Report each line of the records below that uses the word "road".
══════════
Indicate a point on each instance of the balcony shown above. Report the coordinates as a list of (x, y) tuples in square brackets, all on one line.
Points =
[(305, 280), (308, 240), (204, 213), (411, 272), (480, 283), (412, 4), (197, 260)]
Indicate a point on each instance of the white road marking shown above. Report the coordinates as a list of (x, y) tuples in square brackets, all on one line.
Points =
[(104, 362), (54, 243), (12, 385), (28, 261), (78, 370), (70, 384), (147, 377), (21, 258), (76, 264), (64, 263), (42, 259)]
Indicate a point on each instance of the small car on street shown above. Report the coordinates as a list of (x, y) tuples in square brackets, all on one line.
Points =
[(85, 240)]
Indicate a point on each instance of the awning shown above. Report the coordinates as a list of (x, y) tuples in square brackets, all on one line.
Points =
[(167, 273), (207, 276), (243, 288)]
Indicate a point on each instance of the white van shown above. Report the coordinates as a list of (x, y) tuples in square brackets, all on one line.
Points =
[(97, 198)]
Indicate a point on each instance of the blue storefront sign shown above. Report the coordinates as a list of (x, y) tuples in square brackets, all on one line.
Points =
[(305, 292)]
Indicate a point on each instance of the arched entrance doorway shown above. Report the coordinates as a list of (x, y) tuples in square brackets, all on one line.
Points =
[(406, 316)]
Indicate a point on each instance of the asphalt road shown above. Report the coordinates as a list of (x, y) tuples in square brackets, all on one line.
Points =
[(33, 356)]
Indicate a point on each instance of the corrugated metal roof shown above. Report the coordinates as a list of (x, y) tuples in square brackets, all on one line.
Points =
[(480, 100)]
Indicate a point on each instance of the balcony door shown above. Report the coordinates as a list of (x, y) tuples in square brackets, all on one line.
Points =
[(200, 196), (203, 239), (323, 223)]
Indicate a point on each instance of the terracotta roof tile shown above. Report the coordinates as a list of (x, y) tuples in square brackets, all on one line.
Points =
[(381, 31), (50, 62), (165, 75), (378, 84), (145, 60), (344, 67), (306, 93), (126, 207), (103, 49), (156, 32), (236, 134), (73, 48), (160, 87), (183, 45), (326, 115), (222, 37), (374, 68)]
══════════
§ FINAL ANSWER
Indicate a point on each instance of the white road marking shown above. Report the coordinates as a list of (x, y) tuples in square brackets, all on one line.
Indicate a point on each instance of the asphalt road shown above. Report the coordinates as a list of (x, y) tuples in square brackets, all on one line.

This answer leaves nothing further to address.